**** Dataset extract
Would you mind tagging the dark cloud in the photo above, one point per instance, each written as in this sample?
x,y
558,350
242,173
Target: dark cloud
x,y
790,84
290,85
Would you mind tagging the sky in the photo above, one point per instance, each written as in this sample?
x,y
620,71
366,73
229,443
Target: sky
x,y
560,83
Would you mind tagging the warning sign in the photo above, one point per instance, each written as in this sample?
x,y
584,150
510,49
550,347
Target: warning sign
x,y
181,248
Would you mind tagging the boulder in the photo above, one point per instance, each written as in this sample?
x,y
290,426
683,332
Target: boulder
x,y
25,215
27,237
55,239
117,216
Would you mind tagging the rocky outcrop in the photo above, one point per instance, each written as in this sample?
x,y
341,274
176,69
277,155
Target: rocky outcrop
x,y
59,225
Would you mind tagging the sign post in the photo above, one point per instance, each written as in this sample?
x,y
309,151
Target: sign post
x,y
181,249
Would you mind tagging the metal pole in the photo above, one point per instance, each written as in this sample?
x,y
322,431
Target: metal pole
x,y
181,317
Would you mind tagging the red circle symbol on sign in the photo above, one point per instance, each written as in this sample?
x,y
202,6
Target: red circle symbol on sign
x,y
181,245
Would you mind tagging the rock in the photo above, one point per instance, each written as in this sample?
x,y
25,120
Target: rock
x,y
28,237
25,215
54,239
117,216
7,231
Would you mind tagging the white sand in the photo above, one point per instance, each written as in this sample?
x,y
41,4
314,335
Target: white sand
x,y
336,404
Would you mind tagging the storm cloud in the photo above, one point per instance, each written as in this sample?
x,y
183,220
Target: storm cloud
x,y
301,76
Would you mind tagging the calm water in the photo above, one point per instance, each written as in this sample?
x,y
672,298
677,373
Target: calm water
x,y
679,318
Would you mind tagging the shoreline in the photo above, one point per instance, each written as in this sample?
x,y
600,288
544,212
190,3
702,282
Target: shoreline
********
_Objective_: Starting with the line containing "Would you mind tagging the white" and continuing through the end of the listing, rewrite every line, requests included, scaling each answer coordinate by 1.45 and rounding to the nearest whole number with halves rounded up. Leave the requests and their sample values unchanged.

_Reply_:
Would you mind tagging the white sand in the photo above, one point per instance, each written as in this sample?
x,y
41,4
314,335
Target: white sand
x,y
487,586
Would you mind tagging the storm cloud in the photo above, one point per instance, each written as in this sample?
x,y
183,220
Target: storm cloud
x,y
436,110
Would you mind tagging the calm water in the photo above, one point per instance, each written as in this sample?
x,y
672,298
677,373
Target: calm water
x,y
985,461
Would you mind tagging the shoreline in the photo above, one point per instance, each written as in this sample?
x,y
600,288
544,212
190,3
702,282
Target: shoreline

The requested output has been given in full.